What is being asked => Repeat verbatim, and only, the lines of the data below, beginning at the line that contains "Target: person walking" and stopping after the line that contains "Target: tiled roof".

Provided information =>
■ ■ ■ ■ ■
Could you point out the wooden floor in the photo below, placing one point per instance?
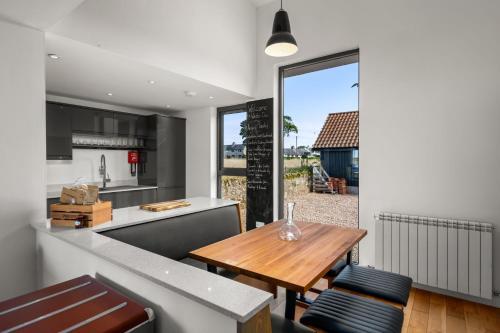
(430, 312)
■ ■ ■ ■ ■
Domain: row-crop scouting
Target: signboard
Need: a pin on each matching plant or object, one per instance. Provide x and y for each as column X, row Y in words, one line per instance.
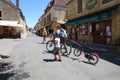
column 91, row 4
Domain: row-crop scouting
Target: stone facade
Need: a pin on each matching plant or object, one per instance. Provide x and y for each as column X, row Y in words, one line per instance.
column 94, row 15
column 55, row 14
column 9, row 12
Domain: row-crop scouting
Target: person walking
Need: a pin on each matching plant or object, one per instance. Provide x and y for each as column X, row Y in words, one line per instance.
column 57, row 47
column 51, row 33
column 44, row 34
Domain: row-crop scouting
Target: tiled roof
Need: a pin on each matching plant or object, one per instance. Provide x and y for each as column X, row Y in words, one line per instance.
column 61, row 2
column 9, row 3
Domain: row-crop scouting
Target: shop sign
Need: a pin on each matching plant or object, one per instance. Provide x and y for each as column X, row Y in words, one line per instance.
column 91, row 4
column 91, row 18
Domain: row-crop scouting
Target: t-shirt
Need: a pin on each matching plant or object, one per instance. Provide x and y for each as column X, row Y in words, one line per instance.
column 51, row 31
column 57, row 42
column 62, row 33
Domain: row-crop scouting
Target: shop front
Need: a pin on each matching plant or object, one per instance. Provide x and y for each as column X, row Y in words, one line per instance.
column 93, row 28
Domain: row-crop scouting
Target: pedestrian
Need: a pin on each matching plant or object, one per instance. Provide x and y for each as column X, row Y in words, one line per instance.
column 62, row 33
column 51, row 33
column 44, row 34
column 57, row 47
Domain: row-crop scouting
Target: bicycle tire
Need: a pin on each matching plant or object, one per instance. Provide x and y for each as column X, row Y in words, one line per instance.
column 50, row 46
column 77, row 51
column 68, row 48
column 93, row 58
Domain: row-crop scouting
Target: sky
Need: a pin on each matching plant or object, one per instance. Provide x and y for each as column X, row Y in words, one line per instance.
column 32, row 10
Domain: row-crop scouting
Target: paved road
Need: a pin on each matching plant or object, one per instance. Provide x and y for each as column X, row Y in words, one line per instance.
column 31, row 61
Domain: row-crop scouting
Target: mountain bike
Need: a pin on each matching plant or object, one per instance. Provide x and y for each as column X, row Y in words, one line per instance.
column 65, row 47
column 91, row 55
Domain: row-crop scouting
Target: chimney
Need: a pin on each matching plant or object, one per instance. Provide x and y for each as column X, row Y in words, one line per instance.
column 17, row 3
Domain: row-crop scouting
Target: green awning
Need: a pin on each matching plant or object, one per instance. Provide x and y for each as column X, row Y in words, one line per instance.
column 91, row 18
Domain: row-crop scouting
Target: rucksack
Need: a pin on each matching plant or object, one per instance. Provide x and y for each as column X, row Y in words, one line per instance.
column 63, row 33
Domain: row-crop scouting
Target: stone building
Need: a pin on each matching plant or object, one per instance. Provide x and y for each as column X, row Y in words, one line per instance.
■ ■ ■ ■ ■
Exercise solution =>
Target: person walking
Need: a pin on each matching plant or object, one per instance. Provide x and y for each as column X, row Y in words, one line per instance.
column 57, row 47
column 51, row 33
column 44, row 34
Domain: row-crop scouting
Target: tiled roof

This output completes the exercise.